WORK ORDER: According to the passage on employer liability, why do voluntary liability arrangements between employers and workers work differently from liability between strangers? Answer in one to three sentences.

STUDY TEXT:
BEGIN
The classical common law, which was more or less efficiency oriented, reasoned somewhat as follows: When one worker decides to work with a second particular employee in the presence of an employer, then the three can so organize their affairs to require full tort liability (pain and suffering, lost wages, medical expenses, death benefits), no liability, or liability somewhere in between. To the extent that the three parties have made some contractual arrangements amongst themselves, the judiciary should not upset that arrangement on either the choice of liability rule or the measure of damages. The judiciary reasoned that the same bias against judicial oversight of private contracts should apply to liability as it does over contracting for tenure of employment or applicable wages. The “classical” judges were willing therefore to adopt a hands-off posture towards contract over industrial accidents.

Now the standard critics of classical common law insisted that this laissez-faire attitude was shocking because it gave employers carte blanche to run and hide from all liability. In short, they posited a world in which firms would unilaterally replicate the worst scenario that one could imagine if they could simply refuse to honor their liability to strangers.

Fortunately, the historical record falsifies that prediction. In practice, firms entered into very sophisticated contractual arrangements—particularly in the mines and on the railroads, the most dangerous forms of employment—in which the employees agreed to assume greater liability than the common law imposed upon them in exchange for a lower level of damages. In time these private arrangements became the protocol for the workmen’s compensation statutes of the next generation.

The lesson we should take from understanding these situations is that the voluntary structuring of liability arrangements, even for parties of vastly different sizes, works quite differently from liability in stranger arrangements. The reason is that the company that wants to exclude liability after the fact of injury is the identical company that will have a heck of a time in attracting workers or patients before the fact. If so, then market constraint tends to falsify the socialist and labor vision of employer dominance, and to vindicate the classical market oriented understandings of employer’s liability law.

Sexual Harassment. Fast forward now to another modern case that raises the same issue in slightly different form: sexual harassment. No one wants to write a brief defending the practice of sexual harassment, but if we are looking for an explanation as to why this topic became such a contentious political issue, it would be on account of the judicial and legislative insistence that any individual worker must have a right of action against the employer when a fellow employee has engaged in acts of harassment.

In the alternative, I would argue that the appropriate response would be to allow them to work out their liability relationship by contract. Why? Since an employer has strong incentives to keep and attract workers, it will offer a mixture of contract terms and job opportunities that minimize the risk of harassment, without creating undue costs and complications. The inability to allow for contractual correction of the collective legal judgment about the right rule of liability is the source of most of our difficulties and public recrimination. The law locks parties into an arrangement that gives rise to opportunities for massive litigation.

On to Managed Care. This basic theme carries to the contentious question of liability for managed care organizations, or medical providers, for the injury that their employees are claimed to have done. It is useful to frame the current disputes with a bit of legal history. When I was first addressed the question of medical liability in the mid ’70s the topic of concern was the medical malpractice liability of individual physicians and, to a lesser extent, hospitals as well. What was wrong with malpractice liability in the 1970s? The courts had designed a regime of negligence that they thought was so persuasive, they were prepared to apply it across the board. Their decision was in defiance of the logic of private contracting, which always raised the possibility that some other arrangement for dealing with medical mishaps would prove superior in terms of its long-term sustainability.
END
AVAILABLE DATA:
BEGIN
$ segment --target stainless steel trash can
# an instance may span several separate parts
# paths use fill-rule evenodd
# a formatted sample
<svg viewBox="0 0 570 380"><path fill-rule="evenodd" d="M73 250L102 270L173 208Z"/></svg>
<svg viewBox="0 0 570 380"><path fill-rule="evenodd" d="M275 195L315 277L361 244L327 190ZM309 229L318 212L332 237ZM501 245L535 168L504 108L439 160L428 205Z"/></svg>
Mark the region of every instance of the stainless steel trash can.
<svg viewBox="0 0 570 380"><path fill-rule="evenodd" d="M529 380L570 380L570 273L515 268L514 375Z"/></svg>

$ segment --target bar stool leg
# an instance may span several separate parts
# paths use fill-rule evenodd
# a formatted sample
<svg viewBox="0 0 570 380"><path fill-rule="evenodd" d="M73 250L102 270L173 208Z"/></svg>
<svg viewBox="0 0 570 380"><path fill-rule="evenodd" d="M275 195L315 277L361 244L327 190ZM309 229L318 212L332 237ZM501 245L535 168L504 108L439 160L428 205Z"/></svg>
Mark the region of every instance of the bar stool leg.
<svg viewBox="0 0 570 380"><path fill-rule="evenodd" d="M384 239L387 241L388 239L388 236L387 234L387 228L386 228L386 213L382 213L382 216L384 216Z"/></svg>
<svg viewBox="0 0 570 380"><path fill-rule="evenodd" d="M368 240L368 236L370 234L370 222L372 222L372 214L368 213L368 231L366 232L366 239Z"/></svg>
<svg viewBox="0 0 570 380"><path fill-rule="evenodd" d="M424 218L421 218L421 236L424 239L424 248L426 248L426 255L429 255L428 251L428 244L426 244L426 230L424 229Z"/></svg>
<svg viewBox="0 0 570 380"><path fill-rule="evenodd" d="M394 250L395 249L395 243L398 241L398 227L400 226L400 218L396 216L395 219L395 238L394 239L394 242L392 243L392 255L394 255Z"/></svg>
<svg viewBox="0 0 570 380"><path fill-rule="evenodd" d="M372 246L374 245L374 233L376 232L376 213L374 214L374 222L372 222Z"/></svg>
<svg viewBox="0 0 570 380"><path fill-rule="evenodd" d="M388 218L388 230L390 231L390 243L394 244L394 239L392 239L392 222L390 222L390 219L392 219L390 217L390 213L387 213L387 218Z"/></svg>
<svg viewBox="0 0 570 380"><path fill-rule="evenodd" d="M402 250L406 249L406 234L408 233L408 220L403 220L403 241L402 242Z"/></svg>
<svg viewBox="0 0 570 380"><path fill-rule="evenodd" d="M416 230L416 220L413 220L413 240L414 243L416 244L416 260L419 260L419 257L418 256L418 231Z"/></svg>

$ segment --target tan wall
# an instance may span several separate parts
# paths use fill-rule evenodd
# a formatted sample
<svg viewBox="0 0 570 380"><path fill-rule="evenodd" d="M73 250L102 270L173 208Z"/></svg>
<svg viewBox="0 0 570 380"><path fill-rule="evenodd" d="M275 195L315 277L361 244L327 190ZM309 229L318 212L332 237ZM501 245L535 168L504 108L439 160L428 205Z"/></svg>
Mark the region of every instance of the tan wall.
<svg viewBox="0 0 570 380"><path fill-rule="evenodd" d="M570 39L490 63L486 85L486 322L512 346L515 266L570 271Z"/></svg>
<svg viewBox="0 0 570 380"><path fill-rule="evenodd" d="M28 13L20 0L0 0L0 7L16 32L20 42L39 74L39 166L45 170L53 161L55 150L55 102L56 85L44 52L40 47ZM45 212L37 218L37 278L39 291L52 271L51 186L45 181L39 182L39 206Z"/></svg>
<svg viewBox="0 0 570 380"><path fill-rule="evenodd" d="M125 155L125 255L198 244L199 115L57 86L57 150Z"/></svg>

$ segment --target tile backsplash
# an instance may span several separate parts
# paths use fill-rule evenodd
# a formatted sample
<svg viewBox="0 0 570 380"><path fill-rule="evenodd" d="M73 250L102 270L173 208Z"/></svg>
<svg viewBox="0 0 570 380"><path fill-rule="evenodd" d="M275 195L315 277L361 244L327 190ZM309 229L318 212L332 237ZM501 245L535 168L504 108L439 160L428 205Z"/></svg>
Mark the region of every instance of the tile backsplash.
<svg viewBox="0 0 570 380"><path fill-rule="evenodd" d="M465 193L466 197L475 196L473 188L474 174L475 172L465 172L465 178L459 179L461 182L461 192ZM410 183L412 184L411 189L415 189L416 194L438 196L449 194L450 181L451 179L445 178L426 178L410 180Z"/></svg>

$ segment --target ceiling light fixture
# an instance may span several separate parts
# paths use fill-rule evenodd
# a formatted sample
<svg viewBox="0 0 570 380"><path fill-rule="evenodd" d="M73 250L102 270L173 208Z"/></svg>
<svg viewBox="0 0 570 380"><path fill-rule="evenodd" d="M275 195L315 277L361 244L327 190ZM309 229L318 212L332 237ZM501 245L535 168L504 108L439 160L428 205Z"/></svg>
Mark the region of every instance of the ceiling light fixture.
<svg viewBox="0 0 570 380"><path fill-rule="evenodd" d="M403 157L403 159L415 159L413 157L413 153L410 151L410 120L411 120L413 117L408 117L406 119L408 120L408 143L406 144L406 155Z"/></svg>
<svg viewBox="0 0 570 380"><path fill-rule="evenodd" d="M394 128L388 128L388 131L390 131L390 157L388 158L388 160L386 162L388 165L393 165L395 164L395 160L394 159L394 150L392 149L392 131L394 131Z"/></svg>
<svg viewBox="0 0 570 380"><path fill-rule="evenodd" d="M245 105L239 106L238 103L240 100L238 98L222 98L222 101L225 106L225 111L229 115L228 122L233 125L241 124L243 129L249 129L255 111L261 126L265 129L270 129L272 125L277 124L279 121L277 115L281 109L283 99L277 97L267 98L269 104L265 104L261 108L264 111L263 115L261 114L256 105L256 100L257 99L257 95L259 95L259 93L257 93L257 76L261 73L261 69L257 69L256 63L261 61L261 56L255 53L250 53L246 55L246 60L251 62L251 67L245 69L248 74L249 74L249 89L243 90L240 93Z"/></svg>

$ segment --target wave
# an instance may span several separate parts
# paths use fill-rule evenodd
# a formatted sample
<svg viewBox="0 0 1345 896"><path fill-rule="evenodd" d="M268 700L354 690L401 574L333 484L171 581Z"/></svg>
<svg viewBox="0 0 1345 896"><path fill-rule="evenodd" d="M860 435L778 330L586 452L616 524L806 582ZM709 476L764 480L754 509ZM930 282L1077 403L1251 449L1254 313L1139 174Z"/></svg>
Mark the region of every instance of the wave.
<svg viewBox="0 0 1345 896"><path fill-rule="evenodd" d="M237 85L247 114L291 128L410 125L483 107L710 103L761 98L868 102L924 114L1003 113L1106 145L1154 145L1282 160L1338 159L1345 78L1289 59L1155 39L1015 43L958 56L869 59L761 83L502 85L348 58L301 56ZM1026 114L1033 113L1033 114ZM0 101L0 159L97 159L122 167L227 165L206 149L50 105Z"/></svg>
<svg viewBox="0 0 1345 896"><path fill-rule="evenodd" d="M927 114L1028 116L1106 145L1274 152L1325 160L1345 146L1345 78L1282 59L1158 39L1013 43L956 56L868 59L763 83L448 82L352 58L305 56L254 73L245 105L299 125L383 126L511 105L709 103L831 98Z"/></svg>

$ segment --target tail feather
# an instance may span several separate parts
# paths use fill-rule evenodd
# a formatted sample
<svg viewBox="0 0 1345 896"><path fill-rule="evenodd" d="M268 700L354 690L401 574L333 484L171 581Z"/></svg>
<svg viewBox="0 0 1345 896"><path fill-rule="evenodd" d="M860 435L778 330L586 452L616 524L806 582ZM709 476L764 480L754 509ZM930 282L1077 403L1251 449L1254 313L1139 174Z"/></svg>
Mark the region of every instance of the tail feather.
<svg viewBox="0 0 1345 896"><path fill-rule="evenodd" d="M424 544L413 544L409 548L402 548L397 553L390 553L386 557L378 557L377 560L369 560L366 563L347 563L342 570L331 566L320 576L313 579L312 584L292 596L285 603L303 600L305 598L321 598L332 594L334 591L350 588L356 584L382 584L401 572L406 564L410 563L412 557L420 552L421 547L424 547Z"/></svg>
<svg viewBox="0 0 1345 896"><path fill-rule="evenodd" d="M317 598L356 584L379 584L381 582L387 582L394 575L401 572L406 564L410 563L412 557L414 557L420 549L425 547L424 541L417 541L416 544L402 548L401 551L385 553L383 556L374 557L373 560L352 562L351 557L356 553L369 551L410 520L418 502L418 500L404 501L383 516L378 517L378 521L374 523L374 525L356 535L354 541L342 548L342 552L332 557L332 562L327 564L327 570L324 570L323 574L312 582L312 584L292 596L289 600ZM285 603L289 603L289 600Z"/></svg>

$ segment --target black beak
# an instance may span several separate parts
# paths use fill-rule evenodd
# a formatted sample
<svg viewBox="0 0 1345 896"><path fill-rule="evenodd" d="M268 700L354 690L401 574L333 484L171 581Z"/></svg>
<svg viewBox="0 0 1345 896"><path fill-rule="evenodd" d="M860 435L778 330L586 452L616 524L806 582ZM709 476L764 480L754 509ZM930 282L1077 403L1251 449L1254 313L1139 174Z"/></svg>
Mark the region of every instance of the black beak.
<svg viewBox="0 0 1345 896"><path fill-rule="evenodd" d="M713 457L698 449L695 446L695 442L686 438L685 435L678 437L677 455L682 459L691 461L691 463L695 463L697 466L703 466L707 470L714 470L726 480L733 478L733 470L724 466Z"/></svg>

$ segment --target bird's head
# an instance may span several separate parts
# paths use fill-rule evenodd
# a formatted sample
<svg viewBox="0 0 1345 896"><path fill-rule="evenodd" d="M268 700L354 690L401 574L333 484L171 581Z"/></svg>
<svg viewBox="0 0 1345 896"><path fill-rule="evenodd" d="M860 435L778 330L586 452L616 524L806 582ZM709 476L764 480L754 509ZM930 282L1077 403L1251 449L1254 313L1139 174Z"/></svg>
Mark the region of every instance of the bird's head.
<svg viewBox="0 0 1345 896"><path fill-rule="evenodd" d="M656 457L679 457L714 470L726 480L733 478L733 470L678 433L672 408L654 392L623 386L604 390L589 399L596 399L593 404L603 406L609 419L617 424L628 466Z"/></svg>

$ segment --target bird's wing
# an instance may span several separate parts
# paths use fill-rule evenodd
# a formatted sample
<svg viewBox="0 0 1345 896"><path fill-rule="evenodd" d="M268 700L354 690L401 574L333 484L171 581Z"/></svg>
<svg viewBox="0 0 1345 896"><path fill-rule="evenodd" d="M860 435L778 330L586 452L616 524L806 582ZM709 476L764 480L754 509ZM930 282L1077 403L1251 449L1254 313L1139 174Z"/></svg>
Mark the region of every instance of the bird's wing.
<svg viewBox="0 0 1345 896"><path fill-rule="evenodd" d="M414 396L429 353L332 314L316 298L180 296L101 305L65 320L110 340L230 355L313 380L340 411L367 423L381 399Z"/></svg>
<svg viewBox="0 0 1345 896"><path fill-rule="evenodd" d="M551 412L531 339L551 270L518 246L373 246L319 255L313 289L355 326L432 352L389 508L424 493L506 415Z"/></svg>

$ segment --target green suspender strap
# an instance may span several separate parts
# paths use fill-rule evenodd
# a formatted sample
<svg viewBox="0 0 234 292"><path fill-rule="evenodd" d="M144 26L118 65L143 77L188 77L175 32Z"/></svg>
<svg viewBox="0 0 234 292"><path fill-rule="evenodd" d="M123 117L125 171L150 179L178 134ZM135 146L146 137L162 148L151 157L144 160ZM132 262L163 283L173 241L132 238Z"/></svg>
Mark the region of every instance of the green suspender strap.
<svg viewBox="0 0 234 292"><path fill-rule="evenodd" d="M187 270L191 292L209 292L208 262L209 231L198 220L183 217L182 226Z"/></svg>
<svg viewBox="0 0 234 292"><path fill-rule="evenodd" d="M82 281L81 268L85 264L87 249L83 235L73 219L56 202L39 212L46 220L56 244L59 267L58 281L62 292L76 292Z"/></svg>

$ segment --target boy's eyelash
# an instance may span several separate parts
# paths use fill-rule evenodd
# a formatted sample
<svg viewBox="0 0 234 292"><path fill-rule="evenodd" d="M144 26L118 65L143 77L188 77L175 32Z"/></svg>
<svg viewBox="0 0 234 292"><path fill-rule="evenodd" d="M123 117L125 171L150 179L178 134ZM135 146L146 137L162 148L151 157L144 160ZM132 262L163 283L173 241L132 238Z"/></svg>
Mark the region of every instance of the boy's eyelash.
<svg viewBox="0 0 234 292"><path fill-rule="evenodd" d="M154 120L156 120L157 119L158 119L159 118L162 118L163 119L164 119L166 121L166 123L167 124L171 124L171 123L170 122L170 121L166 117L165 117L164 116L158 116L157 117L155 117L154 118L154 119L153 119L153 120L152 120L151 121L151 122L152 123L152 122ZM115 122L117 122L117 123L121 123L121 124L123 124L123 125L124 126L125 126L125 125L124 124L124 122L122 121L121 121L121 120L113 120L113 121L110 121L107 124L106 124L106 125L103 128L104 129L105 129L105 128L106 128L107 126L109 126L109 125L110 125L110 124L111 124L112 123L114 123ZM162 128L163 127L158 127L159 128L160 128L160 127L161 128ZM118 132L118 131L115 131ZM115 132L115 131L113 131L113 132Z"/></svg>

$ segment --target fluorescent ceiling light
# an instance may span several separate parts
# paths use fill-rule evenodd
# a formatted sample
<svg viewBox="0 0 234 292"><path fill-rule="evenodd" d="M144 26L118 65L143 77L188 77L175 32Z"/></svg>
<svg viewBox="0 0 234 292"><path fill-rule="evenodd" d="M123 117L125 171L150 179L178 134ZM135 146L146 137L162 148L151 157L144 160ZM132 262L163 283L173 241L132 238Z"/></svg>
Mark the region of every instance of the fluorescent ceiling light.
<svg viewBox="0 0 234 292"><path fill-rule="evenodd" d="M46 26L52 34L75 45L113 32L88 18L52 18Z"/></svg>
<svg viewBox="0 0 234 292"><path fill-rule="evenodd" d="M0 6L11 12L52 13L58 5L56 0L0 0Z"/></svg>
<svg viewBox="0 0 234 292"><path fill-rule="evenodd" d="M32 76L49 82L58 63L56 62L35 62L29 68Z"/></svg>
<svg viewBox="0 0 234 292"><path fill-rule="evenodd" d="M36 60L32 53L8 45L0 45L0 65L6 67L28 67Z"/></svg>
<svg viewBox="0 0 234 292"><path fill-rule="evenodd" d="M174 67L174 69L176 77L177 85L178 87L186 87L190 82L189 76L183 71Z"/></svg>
END
WRITTEN ANSWER: A company that wants to exclude liability after a worker is injured is the same company that has to attract workers or patients beforehand. Excluding liability would make that hard, so market pressure constrains what employers can impose.